WHAT YOU NEED TO DO
Report every row below that contains the string "Target", copying each such line in full.

= = = = = = =

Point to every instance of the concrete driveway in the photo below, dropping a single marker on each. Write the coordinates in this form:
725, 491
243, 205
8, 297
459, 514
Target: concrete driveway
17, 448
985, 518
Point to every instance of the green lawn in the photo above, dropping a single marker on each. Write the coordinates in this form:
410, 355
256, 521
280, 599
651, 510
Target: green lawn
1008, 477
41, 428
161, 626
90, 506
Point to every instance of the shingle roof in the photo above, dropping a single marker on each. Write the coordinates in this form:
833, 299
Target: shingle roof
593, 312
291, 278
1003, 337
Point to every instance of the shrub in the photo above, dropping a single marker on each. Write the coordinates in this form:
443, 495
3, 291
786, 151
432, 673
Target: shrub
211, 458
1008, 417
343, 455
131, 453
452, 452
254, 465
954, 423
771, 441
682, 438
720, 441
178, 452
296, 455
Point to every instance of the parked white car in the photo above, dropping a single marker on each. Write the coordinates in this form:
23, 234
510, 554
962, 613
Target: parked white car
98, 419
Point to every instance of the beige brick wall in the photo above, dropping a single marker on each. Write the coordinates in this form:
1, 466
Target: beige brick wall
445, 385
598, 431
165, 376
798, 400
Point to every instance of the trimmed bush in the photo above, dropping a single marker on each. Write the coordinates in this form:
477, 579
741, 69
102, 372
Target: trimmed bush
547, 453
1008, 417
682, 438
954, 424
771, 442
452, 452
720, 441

= = = = = = =

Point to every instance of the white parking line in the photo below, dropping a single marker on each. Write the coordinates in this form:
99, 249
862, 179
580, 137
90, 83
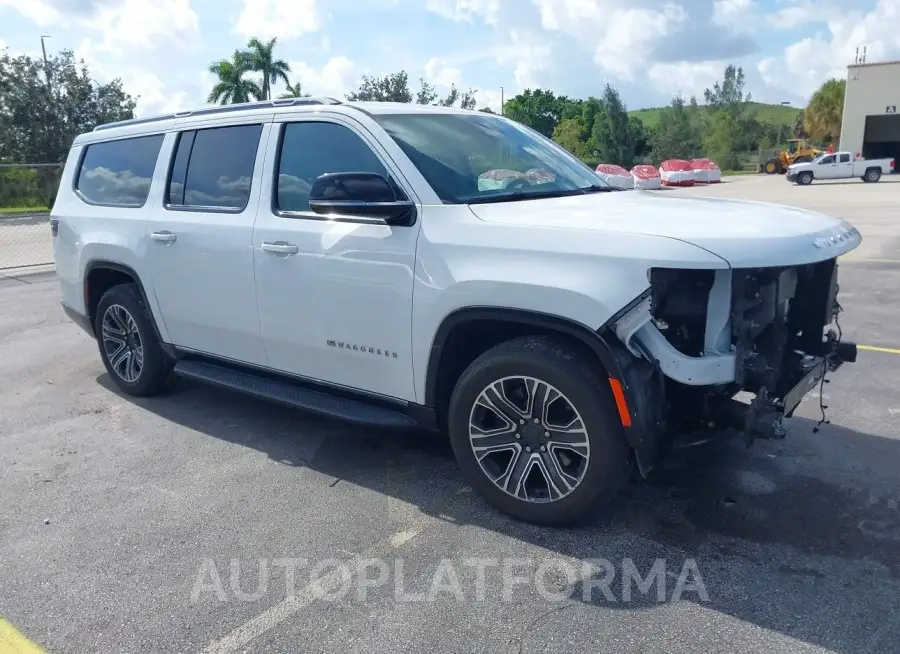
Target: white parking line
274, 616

= = = = = = =

CORRECT RESPONSE
Target: concrete driveway
Target: green lawn
Target: shingle roof
Target: shrub
Target: parked white car
Target: beige brick wall
Target: trimmed bush
Target: white parking line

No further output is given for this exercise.